_PROBLEM_.
Where does the string "parked" occur in the entries below? Copy every line where it does.

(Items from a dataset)
▽
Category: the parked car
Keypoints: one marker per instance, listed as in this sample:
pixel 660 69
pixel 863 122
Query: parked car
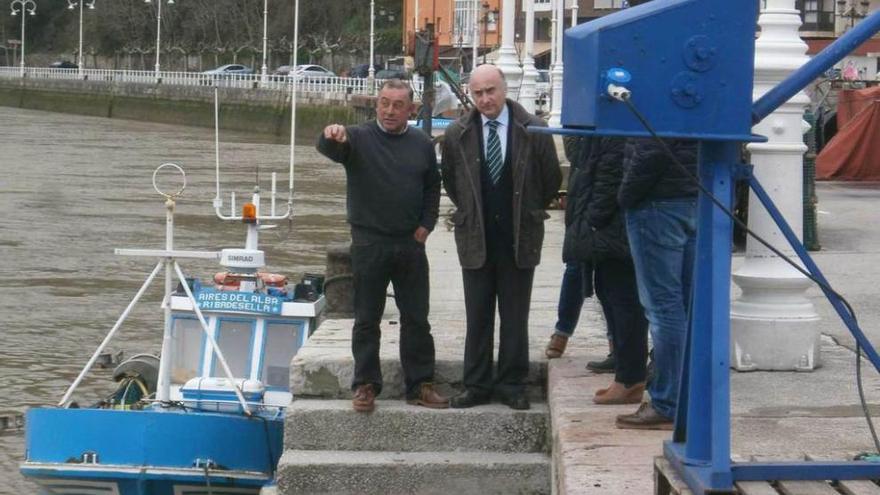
△
_YOUR SOLUTION_.
Category: the parked car
Query: parked car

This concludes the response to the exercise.